Entries from a pointing dataset
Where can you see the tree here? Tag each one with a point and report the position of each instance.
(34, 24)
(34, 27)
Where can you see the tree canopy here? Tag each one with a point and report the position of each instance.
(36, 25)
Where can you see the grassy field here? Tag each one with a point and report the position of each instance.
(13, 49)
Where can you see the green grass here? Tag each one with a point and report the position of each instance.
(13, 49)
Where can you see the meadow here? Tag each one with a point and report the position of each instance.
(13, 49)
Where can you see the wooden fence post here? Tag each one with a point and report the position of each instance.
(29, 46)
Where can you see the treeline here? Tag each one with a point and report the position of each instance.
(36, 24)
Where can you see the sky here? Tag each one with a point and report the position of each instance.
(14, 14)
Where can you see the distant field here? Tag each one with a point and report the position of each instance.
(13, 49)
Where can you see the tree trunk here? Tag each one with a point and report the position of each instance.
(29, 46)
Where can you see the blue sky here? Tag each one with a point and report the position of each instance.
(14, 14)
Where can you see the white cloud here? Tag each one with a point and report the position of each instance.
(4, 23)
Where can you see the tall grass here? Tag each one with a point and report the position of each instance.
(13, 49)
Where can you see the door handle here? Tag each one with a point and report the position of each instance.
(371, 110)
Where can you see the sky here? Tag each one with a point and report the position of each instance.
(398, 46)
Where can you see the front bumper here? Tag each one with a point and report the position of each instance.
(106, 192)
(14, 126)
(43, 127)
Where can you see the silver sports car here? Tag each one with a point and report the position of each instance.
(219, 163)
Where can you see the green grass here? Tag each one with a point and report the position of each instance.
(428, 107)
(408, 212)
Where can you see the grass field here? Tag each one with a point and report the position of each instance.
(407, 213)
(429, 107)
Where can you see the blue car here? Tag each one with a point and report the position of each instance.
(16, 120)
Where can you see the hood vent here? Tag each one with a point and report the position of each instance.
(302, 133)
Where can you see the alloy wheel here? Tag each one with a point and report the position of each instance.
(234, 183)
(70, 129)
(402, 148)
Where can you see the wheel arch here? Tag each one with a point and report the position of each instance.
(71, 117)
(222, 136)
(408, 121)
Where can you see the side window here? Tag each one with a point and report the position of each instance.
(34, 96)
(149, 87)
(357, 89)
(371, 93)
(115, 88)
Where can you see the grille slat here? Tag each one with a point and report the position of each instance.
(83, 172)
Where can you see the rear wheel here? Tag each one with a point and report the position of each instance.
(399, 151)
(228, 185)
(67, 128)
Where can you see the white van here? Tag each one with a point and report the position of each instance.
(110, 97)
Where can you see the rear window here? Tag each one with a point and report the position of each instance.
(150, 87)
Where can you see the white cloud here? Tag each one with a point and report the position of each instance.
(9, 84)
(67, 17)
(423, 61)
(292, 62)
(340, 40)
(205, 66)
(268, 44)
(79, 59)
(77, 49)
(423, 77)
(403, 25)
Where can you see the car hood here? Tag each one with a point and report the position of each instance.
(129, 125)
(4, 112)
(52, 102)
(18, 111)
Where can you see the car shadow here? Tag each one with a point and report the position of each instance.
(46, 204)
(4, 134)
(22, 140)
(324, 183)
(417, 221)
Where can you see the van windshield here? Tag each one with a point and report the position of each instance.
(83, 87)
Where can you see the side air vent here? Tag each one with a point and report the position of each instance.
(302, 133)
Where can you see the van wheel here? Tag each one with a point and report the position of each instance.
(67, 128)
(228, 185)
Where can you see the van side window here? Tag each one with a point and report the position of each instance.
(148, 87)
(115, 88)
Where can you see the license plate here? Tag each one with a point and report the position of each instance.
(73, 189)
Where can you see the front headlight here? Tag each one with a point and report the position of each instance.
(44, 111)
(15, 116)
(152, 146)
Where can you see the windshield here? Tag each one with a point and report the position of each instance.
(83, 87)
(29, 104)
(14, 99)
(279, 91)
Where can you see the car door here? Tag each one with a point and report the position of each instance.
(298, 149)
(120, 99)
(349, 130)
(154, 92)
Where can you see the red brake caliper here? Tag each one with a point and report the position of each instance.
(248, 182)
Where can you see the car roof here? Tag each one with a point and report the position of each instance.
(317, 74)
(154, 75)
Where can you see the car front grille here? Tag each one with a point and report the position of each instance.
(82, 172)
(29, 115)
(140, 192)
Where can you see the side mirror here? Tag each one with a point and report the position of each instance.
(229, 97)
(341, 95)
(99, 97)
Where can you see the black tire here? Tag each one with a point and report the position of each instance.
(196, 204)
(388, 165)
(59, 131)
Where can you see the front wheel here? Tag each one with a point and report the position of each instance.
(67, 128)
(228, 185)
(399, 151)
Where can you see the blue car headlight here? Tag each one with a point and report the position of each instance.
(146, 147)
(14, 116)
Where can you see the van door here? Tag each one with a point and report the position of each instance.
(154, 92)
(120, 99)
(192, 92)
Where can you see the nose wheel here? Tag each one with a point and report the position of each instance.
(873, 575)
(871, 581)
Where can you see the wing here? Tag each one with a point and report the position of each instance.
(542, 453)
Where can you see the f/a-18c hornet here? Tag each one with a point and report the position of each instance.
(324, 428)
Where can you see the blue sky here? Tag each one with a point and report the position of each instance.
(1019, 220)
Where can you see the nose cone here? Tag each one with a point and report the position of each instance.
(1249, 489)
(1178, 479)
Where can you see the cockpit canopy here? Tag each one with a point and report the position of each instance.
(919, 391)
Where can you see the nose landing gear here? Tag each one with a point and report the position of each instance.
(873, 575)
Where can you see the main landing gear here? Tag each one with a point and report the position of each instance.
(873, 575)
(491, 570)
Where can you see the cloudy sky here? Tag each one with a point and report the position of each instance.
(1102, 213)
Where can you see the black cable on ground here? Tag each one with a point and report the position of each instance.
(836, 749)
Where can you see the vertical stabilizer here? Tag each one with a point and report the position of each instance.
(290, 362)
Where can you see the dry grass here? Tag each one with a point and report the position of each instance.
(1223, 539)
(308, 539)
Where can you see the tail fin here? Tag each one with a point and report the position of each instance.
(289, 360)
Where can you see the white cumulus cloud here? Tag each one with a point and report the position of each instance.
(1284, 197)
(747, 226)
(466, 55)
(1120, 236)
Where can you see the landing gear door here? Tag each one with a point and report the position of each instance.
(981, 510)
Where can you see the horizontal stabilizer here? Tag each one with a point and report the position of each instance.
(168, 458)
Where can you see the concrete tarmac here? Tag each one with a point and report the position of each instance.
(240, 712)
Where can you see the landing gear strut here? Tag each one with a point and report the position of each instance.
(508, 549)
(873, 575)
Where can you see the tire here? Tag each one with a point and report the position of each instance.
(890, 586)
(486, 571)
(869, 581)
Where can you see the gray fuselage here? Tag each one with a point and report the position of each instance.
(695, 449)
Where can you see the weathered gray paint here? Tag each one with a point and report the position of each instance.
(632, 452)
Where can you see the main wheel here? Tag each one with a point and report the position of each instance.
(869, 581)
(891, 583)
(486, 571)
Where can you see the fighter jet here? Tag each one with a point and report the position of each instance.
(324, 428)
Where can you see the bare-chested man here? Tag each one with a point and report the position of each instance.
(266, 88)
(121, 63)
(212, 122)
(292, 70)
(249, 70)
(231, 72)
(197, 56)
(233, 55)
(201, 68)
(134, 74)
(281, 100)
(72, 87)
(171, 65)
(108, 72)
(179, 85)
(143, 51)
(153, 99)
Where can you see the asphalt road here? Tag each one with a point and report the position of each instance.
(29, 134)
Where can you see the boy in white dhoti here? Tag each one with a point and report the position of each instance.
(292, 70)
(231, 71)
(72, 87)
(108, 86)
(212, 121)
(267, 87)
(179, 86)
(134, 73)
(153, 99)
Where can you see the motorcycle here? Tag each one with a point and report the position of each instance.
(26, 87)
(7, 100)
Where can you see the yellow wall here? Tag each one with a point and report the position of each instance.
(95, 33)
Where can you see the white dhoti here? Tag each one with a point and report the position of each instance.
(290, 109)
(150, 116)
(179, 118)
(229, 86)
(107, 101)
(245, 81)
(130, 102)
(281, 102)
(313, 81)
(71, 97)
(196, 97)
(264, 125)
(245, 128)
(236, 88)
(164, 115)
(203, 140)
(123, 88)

| Objective |
Rewrite the stretch from the line containing "Where can you see the van door" through the line containing "(1120, 236)", putting "front" wherever "nose" appears and changing nothing else.

| Answer to this problem |
Where can you see the van door here? Tag each one with a point and report the position of each instance.
(154, 92)
(120, 99)
(192, 92)
Where can you see the front wheel here? Tag each one with a point and report the position of each instance.
(873, 575)
(871, 581)
Where can you see the wing here? Tag each one with a point and report the position of each instance.
(542, 453)
Where can you see the f/a-18c hornet here? Tag each one with a point and report the position of each instance.
(324, 428)
Where can you see the blue sky here? Tag each one with a point and report the position of each instance.
(1019, 220)
Where can you see the front cone here? Tag each one with a point and report the position of each instance.
(1249, 489)
(1178, 479)
Where can you see the cockpit canopy here? Tag each one with a point and report the position of each instance.
(919, 391)
Where can you see the front landing gear here? Tag each one with a point and report the position of each instance.
(873, 575)
Where can you see the main landing gear here? Tag each one with a point and report the position of each instance.
(873, 575)
(491, 570)
Where can you see the cloudy sky here? Tag each one with a point and report the position of each instance.
(1102, 213)
Where can you see the black cable on ground here? Tag each one with a point and report the position of each instance.
(836, 749)
Where can you see the vertical stabilizer here? Tag each one with a point and report the position of each instance.
(290, 362)
Where can you see the dry grass here? Tag each one with a point and report the position of each instance.
(1223, 539)
(308, 539)
Where can you see the tail fin here? Tag each one with a point and report the position of each instance.
(289, 360)
Where can you see the white cumulus cloud here? Tag each one with a point and report the position of each instance.
(1284, 197)
(747, 226)
(466, 55)
(1120, 236)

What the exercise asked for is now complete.